- [Entries shown]:
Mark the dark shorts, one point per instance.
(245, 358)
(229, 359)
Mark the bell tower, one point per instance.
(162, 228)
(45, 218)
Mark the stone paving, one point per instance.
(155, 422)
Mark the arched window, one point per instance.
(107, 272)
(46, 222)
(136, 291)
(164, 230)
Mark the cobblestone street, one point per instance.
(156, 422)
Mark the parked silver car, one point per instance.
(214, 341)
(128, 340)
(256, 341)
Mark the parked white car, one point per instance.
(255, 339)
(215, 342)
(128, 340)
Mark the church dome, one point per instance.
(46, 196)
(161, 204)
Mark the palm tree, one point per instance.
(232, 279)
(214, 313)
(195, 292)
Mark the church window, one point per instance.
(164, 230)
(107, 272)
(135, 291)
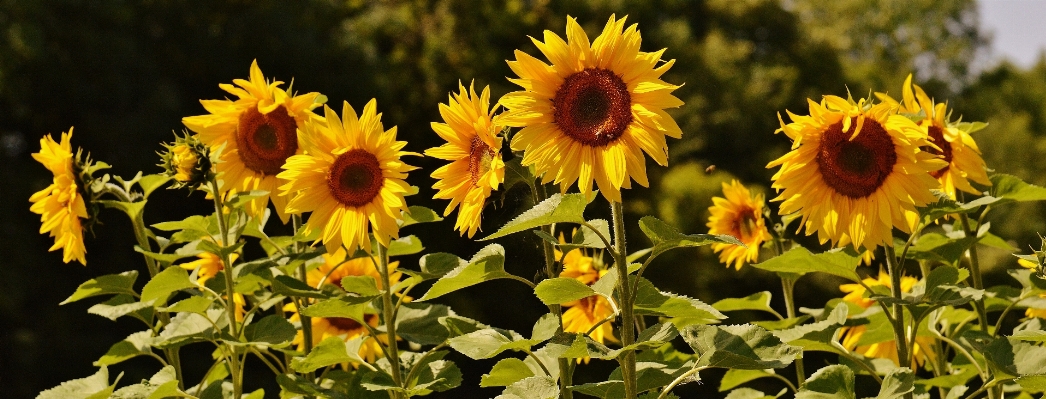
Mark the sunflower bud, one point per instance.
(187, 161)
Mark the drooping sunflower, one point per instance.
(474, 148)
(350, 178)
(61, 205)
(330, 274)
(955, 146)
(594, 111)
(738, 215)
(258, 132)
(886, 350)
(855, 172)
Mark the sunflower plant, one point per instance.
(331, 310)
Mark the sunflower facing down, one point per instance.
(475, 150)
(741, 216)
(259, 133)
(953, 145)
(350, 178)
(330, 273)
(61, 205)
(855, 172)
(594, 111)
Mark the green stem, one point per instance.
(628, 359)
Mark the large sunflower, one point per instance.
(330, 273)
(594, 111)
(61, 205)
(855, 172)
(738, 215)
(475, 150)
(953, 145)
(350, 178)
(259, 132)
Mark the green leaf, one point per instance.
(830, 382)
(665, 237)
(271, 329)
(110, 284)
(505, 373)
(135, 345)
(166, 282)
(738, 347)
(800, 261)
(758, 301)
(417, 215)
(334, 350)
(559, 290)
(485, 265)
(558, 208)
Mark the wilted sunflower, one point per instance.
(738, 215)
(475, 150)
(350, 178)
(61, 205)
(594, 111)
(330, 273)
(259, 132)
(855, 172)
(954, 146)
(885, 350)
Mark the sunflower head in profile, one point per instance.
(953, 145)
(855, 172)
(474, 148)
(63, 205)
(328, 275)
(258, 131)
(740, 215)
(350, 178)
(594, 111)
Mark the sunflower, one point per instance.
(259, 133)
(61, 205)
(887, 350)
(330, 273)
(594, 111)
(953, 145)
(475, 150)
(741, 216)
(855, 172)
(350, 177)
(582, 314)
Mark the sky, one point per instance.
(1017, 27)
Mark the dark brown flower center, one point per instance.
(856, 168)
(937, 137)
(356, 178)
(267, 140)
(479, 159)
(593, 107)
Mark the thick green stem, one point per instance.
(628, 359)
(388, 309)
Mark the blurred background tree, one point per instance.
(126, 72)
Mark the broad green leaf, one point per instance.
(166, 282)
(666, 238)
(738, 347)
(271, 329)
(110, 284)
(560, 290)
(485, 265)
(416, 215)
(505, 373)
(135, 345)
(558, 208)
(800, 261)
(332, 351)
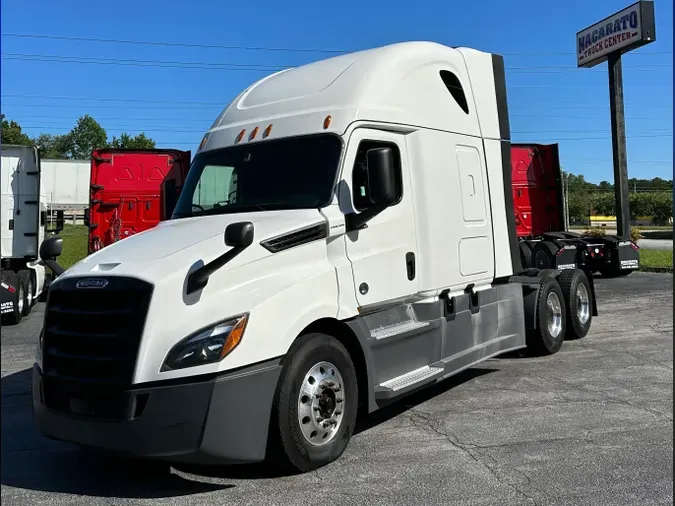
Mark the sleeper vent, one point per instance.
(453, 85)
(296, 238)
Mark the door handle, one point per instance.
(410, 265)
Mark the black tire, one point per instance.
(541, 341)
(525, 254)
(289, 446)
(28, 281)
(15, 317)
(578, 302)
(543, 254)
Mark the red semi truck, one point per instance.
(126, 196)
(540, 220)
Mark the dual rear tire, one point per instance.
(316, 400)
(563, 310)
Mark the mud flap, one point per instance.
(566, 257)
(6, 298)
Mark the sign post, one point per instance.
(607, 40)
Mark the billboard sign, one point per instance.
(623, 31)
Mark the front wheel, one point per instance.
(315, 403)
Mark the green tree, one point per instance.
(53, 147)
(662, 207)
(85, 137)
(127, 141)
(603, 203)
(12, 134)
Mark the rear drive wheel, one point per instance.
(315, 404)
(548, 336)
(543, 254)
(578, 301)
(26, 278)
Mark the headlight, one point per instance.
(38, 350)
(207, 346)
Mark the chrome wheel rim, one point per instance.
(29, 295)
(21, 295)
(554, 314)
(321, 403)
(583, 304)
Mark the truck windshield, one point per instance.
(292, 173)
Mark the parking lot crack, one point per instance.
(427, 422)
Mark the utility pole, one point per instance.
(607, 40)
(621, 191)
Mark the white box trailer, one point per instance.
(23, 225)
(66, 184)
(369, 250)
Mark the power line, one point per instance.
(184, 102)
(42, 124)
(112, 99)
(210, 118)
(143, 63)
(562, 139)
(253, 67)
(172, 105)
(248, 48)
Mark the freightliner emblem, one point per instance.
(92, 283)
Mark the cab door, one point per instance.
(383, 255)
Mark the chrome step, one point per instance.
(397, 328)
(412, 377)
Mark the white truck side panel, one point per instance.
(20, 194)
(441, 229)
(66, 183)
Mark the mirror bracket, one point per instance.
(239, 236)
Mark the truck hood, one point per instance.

...

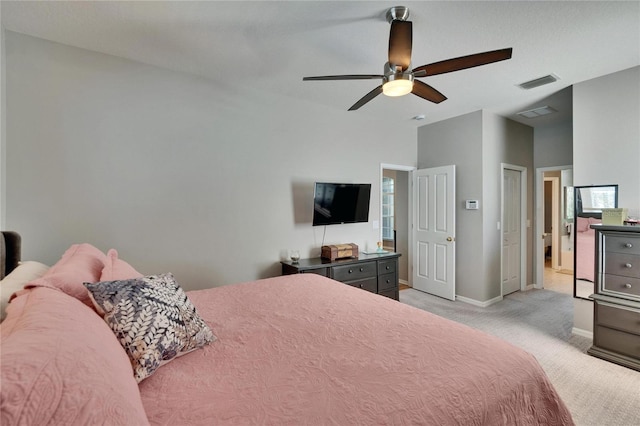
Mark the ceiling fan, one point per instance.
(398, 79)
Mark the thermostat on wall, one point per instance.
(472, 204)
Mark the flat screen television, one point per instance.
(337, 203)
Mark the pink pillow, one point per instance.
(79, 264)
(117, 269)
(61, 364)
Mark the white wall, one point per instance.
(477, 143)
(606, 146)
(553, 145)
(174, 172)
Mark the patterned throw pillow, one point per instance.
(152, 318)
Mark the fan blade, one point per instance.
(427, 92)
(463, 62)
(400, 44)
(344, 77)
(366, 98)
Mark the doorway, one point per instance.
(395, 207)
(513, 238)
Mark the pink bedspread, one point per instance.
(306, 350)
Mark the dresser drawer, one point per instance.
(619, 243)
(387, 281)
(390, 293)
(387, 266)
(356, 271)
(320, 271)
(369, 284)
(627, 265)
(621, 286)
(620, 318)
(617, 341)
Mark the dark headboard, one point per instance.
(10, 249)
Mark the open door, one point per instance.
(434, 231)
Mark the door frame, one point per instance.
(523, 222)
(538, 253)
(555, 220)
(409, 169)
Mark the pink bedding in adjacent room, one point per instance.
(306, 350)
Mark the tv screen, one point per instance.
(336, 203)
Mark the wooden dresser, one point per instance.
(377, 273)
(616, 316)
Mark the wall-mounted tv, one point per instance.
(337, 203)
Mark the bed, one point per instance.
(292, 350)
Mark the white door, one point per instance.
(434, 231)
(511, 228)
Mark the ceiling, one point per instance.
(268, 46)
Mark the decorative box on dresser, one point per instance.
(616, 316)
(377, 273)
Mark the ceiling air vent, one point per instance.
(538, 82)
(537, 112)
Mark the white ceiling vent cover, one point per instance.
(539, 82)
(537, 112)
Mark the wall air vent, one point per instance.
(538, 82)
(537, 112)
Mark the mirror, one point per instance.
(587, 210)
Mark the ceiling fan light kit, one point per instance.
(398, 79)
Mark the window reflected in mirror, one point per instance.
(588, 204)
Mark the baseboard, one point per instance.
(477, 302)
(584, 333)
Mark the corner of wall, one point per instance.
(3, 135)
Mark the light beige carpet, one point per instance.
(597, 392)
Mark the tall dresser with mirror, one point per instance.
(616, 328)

- [Assignment]:
Look above for the line containing "Mark the white truck" and the line containing "Mark the truck hood, one point per instance.". Transcribe both, with the lines between them, exactly.

- [Task response]:
Mark the white truck side panel, one point per instance.
(20, 194)
(441, 229)
(66, 183)
Mark the mirror bracket, one point per instance.
(239, 236)
Mark the truck hood, one point per instance.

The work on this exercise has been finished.